#### [Data provided]
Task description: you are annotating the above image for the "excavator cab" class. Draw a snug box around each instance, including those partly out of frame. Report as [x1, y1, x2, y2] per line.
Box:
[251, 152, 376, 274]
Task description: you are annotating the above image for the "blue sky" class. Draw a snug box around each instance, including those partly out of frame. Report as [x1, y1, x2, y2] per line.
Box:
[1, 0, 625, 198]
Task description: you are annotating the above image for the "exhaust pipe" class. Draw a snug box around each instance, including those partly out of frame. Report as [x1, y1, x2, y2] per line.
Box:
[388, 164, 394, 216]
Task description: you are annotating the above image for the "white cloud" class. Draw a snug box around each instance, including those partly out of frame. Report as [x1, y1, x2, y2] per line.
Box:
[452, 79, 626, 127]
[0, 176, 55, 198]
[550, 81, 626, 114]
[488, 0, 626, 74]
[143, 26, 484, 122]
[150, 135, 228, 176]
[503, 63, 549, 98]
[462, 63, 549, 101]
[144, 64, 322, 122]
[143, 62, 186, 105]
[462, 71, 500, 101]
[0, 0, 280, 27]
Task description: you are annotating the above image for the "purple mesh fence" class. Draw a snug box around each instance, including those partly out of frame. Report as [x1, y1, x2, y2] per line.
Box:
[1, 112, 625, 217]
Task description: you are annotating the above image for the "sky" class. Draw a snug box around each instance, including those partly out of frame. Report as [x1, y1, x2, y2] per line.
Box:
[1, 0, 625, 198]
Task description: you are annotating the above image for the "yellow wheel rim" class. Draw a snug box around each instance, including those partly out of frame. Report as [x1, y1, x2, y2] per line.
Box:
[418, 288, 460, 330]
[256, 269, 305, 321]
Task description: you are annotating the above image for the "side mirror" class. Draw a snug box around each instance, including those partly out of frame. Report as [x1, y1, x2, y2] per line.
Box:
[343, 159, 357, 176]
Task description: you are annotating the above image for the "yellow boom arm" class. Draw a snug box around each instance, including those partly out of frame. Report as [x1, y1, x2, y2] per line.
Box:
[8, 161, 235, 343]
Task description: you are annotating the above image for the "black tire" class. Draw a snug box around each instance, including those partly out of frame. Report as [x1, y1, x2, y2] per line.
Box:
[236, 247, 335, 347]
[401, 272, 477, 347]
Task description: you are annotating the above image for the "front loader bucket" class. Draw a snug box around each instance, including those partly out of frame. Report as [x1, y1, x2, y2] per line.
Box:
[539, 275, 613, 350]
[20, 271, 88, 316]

#### [Exercise goal]
All lines in the material are to be returned exactly.

#### [Result for this task]
Task description: you are annotating the above image for the "excavator cab" class. Draw a snug box around each instance, including those partly out of frame. Report as [x1, y1, x2, y2] per line.
Box:
[251, 152, 376, 274]
Task description: you are annotating the above image for the "blue sky" class. Draw a snug box around each instance, including those partly out of frame. Report as [x1, y1, x2, y2] per line.
Box:
[1, 0, 625, 198]
Task description: you are annotating the above image for the "exhaust pipe" class. Draw a snug box around each instance, including those partly out of frame. Report as [x1, y1, x2, y2] per line.
Box:
[388, 164, 394, 216]
Task description: you are annotating the above image for the "white cloud" class. Draw a snug box around each instance, including those partly out of frame. Report as [x1, y1, x2, y2] per line.
Box:
[452, 79, 626, 127]
[0, 176, 55, 198]
[550, 81, 626, 114]
[488, 0, 626, 74]
[143, 26, 484, 122]
[150, 135, 228, 176]
[503, 63, 549, 98]
[462, 63, 549, 101]
[144, 64, 322, 122]
[143, 62, 186, 105]
[462, 71, 500, 101]
[0, 0, 280, 27]
Task description: you are annotating the above image for the "purple mesh fence" class. Draw a snug box around each instance, including those partly out of frame. Report as [x1, y1, x2, y2] per line.
Box:
[1, 112, 625, 217]
Task description: you are annotating the above image for the "sky" class. Draw a snug box around each instance, including those partly out of frame. Report as [x1, y1, x2, y2] per line.
Box:
[1, 0, 625, 198]
Task description: you are annotating the above image for the "yellow wheel rim" class. Draw a snug box around each instance, including those partly out of frame. Report as [x1, y1, x2, y2] per line.
Box:
[418, 288, 460, 330]
[256, 269, 305, 321]
Task description: you are annotating the above image for the "side mirror" class. Draw a snug box around each instance, including those partly out of frame. Report as [x1, y1, x2, y2] per line.
Box:
[343, 159, 357, 176]
Task description: you are annotating the above image for the "yellow boom arm" class. Draw a snug box around each instance, including those partly out of frame. Report as [x1, y1, x2, y2] per line.
Box:
[8, 161, 235, 343]
Task description: you are annotating the above image for the "black tire" class. Draw a snug box around each instance, including those partly out of frame. Report as [x1, y1, x2, y2] per line.
Box:
[236, 247, 335, 347]
[401, 272, 477, 347]
Task description: you are annotating the above image for the "front loader bucket" class. Draw a snug box around each instance, including those partly out of frame. Report as [x1, y1, x2, y2] per line.
Box:
[539, 275, 613, 350]
[20, 271, 88, 316]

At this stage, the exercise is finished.